Records to use
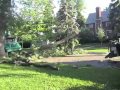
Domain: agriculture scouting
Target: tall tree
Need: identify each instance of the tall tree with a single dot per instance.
(67, 25)
(101, 35)
(5, 6)
(115, 16)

Activity
From the line holding "Need: identify each" to the last line of the material above, reproduce every line exactly, and only those.

Exercise result
Need: identify each instance of the tall tree with a single dot per instance.
(67, 25)
(101, 35)
(5, 6)
(115, 16)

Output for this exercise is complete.